--- RECORDED DATA ---

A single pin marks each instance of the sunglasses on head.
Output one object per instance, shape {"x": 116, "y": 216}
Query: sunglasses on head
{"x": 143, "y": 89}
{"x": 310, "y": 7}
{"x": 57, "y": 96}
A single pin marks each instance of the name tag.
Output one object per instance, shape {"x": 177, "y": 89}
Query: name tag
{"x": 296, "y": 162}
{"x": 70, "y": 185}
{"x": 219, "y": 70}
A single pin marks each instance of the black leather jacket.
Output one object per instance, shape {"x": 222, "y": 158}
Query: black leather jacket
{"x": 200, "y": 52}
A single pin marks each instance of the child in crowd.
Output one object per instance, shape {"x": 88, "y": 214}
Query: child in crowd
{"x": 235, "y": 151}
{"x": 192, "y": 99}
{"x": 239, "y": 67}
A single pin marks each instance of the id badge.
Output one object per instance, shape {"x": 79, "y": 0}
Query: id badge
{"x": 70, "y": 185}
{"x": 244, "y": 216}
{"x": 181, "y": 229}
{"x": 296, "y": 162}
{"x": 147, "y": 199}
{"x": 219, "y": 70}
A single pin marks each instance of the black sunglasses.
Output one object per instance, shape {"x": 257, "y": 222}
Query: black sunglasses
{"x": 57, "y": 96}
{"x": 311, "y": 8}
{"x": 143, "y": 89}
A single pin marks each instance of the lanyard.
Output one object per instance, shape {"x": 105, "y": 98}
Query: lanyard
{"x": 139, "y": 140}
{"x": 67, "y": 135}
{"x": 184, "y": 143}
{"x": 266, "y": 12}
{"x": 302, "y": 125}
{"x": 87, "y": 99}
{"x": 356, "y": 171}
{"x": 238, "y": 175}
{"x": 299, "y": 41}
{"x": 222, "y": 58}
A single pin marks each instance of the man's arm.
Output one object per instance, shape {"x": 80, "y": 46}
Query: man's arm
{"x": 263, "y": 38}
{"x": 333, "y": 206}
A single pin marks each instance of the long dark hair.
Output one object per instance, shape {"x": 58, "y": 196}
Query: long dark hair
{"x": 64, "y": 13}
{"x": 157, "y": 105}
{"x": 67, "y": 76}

---

EXERCISE INSTRUCTIONS
Lay out every line of the entries above as a numbered list, omitting any blank lines.

COMPLETE ANSWER
1. A single pin marks each instance of the sunglasses on head.
2. Output one object per instance, shape {"x": 116, "y": 216}
3. Query: sunglasses on head
4. {"x": 143, "y": 89}
5. {"x": 310, "y": 7}
6. {"x": 57, "y": 96}
7. A single pin marks each instance of the name tag.
8. Output one object per instance, shape {"x": 177, "y": 89}
9. Query: name tag
10. {"x": 296, "y": 162}
11. {"x": 70, "y": 185}
12. {"x": 219, "y": 70}
13. A single pin marks each instance of the black leather jacket.
14. Output one object per instance, shape {"x": 222, "y": 158}
15. Query: black leather jacket
16. {"x": 200, "y": 52}
17. A single pin marks each instance of the child in crowd.
18. Output one object per instance, shape {"x": 88, "y": 214}
19. Query: child in crowd
20. {"x": 235, "y": 151}
21. {"x": 192, "y": 99}
22. {"x": 239, "y": 67}
23. A single pin marks each instance of the id badge.
24. Output one object per instance, shape {"x": 79, "y": 0}
25. Query: id badge
26. {"x": 70, "y": 185}
27. {"x": 244, "y": 216}
28. {"x": 181, "y": 229}
29. {"x": 296, "y": 162}
30. {"x": 147, "y": 199}
31. {"x": 219, "y": 70}
32. A single pin marks each instance of the black sunglasses.
33. Output one object per instance, shape {"x": 257, "y": 222}
34. Query: black sunglasses
35. {"x": 57, "y": 96}
36. {"x": 311, "y": 8}
37. {"x": 143, "y": 89}
38. A single pin marks each instance of the lanyard.
39. Output one object per instance, shape {"x": 105, "y": 98}
40. Query: lanyard
41. {"x": 139, "y": 140}
42. {"x": 67, "y": 135}
43. {"x": 184, "y": 143}
44. {"x": 266, "y": 12}
45. {"x": 302, "y": 125}
46. {"x": 87, "y": 99}
47. {"x": 356, "y": 171}
48. {"x": 238, "y": 175}
49. {"x": 299, "y": 41}
50. {"x": 222, "y": 58}
51. A single pin marks each instance of the man's arm.
52. Output one object per instance, shape {"x": 80, "y": 46}
53. Query: man's arm
54. {"x": 263, "y": 38}
55. {"x": 333, "y": 206}
56. A single pin marks each instance of the long dark hair.
57. Output one object per instance, shape {"x": 58, "y": 196}
58. Query: long dark hair
59. {"x": 64, "y": 13}
60. {"x": 157, "y": 105}
61. {"x": 67, "y": 76}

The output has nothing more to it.